— begin Data extract —

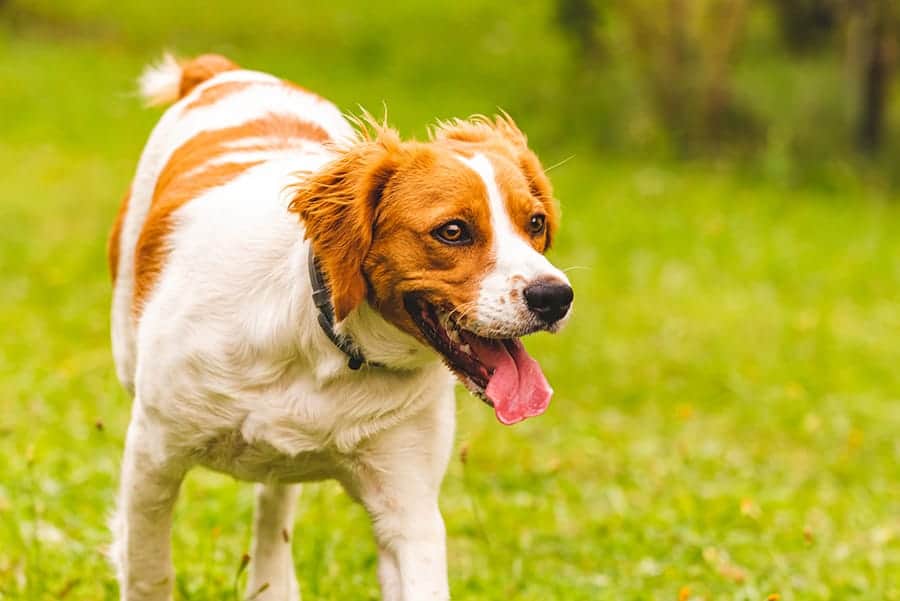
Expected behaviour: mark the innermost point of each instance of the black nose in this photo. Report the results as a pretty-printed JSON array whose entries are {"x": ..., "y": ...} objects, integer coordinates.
[{"x": 549, "y": 299}]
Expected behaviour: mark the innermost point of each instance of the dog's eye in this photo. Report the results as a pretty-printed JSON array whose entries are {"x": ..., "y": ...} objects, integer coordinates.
[
  {"x": 537, "y": 224},
  {"x": 453, "y": 232}
]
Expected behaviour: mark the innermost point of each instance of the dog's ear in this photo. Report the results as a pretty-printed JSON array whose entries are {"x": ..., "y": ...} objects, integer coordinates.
[
  {"x": 502, "y": 133},
  {"x": 337, "y": 205}
]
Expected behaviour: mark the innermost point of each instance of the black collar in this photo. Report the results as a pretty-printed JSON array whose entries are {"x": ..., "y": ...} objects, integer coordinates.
[{"x": 322, "y": 300}]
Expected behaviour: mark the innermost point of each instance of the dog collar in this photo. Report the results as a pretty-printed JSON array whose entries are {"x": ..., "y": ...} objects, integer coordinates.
[{"x": 322, "y": 300}]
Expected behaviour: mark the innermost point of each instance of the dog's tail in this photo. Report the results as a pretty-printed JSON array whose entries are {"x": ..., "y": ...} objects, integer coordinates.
[{"x": 170, "y": 79}]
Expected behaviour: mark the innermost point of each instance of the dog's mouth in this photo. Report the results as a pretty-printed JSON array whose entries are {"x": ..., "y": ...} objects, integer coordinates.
[{"x": 499, "y": 371}]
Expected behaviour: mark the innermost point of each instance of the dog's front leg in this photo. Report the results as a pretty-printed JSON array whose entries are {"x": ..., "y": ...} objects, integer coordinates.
[
  {"x": 142, "y": 525},
  {"x": 398, "y": 481}
]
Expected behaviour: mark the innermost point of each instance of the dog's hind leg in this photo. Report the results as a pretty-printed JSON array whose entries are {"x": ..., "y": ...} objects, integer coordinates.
[
  {"x": 272, "y": 575},
  {"x": 141, "y": 549}
]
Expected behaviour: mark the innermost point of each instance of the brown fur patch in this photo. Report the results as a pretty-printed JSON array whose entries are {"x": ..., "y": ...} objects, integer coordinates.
[
  {"x": 151, "y": 250},
  {"x": 115, "y": 237},
  {"x": 371, "y": 214},
  {"x": 188, "y": 174},
  {"x": 199, "y": 69},
  {"x": 501, "y": 136},
  {"x": 215, "y": 93}
]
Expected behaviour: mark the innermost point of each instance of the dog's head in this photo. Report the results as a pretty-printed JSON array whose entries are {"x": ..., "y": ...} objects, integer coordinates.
[{"x": 446, "y": 239}]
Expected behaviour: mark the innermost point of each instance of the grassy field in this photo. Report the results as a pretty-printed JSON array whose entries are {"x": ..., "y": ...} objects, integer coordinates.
[{"x": 727, "y": 403}]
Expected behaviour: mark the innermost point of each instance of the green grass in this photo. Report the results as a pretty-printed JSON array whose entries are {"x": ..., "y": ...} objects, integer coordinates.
[{"x": 727, "y": 395}]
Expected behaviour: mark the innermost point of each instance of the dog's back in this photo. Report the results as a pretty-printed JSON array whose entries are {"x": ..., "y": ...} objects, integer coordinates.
[{"x": 225, "y": 122}]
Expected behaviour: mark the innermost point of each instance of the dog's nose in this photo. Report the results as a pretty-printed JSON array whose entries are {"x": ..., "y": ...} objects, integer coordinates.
[{"x": 549, "y": 299}]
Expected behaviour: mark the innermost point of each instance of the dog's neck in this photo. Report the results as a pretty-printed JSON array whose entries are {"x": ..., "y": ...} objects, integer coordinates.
[{"x": 382, "y": 344}]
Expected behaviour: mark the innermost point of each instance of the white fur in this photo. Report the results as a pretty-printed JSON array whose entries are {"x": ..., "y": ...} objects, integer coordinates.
[
  {"x": 160, "y": 82},
  {"x": 501, "y": 301},
  {"x": 230, "y": 370}
]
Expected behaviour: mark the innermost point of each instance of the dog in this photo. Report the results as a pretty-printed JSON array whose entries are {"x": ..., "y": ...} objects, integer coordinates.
[{"x": 294, "y": 295}]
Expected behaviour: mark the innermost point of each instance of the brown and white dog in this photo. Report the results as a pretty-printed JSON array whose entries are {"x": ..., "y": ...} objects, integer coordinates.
[{"x": 291, "y": 296}]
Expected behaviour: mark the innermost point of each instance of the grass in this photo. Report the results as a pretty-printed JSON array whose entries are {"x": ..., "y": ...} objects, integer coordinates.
[{"x": 728, "y": 399}]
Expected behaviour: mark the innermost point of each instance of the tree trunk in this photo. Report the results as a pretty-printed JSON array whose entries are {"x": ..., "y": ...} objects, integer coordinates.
[{"x": 875, "y": 77}]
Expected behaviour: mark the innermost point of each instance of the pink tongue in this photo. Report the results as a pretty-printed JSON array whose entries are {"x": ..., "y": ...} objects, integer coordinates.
[{"x": 517, "y": 386}]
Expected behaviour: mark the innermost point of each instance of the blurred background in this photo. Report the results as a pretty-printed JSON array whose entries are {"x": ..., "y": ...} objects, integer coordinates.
[{"x": 727, "y": 394}]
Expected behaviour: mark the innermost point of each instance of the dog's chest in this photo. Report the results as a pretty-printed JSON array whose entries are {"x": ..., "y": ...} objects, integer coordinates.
[{"x": 301, "y": 431}]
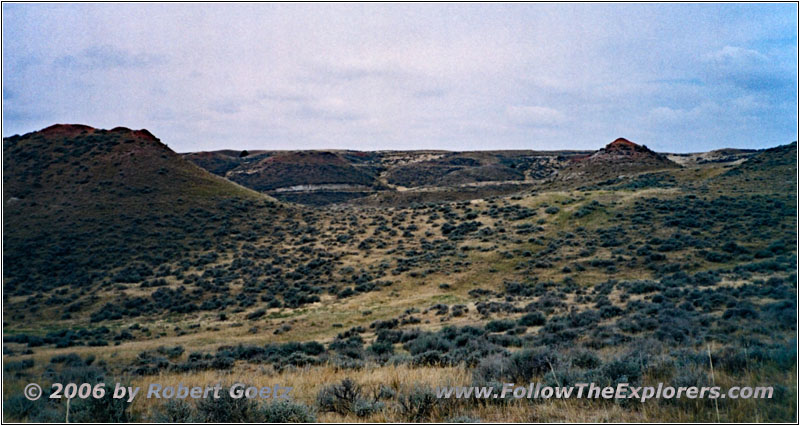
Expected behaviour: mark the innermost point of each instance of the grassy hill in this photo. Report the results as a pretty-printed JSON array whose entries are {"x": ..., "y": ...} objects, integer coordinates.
[{"x": 644, "y": 276}]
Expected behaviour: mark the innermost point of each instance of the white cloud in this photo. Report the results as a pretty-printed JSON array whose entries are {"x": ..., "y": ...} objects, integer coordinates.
[{"x": 532, "y": 115}]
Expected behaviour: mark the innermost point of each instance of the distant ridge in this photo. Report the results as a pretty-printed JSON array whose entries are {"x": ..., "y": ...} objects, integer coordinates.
[{"x": 617, "y": 158}]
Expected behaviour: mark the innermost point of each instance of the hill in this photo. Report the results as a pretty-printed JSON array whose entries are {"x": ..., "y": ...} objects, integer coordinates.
[{"x": 80, "y": 202}]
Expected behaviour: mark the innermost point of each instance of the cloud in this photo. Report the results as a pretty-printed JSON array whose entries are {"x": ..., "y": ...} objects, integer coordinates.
[
  {"x": 748, "y": 69},
  {"x": 531, "y": 115},
  {"x": 107, "y": 57},
  {"x": 407, "y": 76}
]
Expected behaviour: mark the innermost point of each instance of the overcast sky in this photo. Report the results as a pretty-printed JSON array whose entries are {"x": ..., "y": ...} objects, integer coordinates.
[{"x": 676, "y": 77}]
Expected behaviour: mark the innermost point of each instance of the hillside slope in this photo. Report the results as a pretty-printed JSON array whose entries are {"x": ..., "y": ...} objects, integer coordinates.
[{"x": 80, "y": 201}]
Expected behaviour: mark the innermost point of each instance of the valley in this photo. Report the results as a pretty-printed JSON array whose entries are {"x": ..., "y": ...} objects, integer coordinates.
[{"x": 394, "y": 272}]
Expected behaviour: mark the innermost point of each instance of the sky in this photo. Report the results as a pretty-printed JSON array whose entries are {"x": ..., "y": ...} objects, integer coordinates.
[{"x": 674, "y": 77}]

— end Data extract —

The request
Repeat exactly, and only, the lines from the line containing "the hill in" through the last line of the records above, both included.

Result of the exercise
Expected behaviour: mark the innermost point of each instance of the hill in this photo. Report the results as a pretty-printed JSON array whose entries are {"x": ..., "y": ...} objects, integer coordinates.
[{"x": 80, "y": 202}]
Expected behaviour: mark the innermost point of each instance of the cloud in this photo. Report the results as a pretty-printed JSON array whose entries are {"x": ..., "y": ...} objects, integer coordinates.
[
  {"x": 748, "y": 69},
  {"x": 531, "y": 115},
  {"x": 107, "y": 57},
  {"x": 407, "y": 76}
]
Expected behaviour: mark the innermost point of each instance of the overcast sky in this photo. Report the results as a pretty-printed JSON array whose entries are {"x": ..., "y": ...} objects, integer coordinates.
[{"x": 676, "y": 77}]
Expected behaviour: mark the innermost point of each instance of the hillside slope in this photo. Report the results as a pretty-printed JSON array whose entries are {"x": ..., "y": ...} objects, integer coordinates.
[{"x": 80, "y": 201}]
Expected behaviour: mark the innermost point of each instance of the valley in this photo. Report the results as a pretty-printed JSON array whose entries are {"x": ..., "y": ...} objects, integer coordinates.
[{"x": 394, "y": 272}]
Expected behaviour: mark the innermost point of each instance of the sky in this photo. Report the results as a pretty-printed JSON array whose entries are {"x": ..., "y": ...} objects, integer coordinates.
[{"x": 674, "y": 77}]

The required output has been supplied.